GIVEN INFORMATION
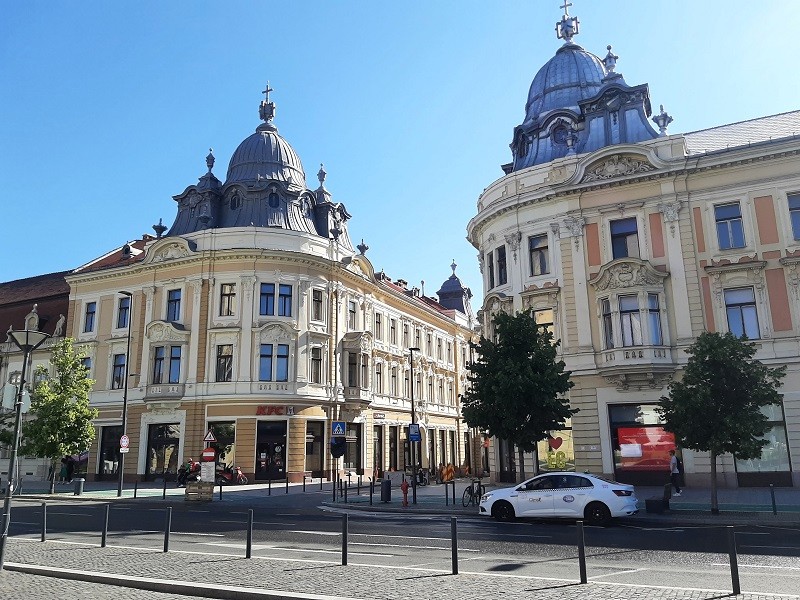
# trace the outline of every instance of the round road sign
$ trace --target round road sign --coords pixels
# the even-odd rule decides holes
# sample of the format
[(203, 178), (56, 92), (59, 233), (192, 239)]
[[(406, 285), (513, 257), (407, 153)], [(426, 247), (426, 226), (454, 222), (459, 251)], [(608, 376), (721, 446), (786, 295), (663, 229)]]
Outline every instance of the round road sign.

ACTION ITEM
Give the entries again exactly. Pictures stay out.

WRITTEN SOLUTION
# trace the outline of every instance of the round road sign
$ trace --target round road sign --coords pixels
# the even-odd rule decides holes
# sample of the format
[(203, 178), (56, 92), (59, 233), (192, 239)]
[[(406, 285), (513, 257), (407, 153)], [(426, 247), (426, 226), (454, 222), (459, 251)], [(608, 376), (721, 446), (786, 295), (663, 229)]]
Outline every instance of the round road sign.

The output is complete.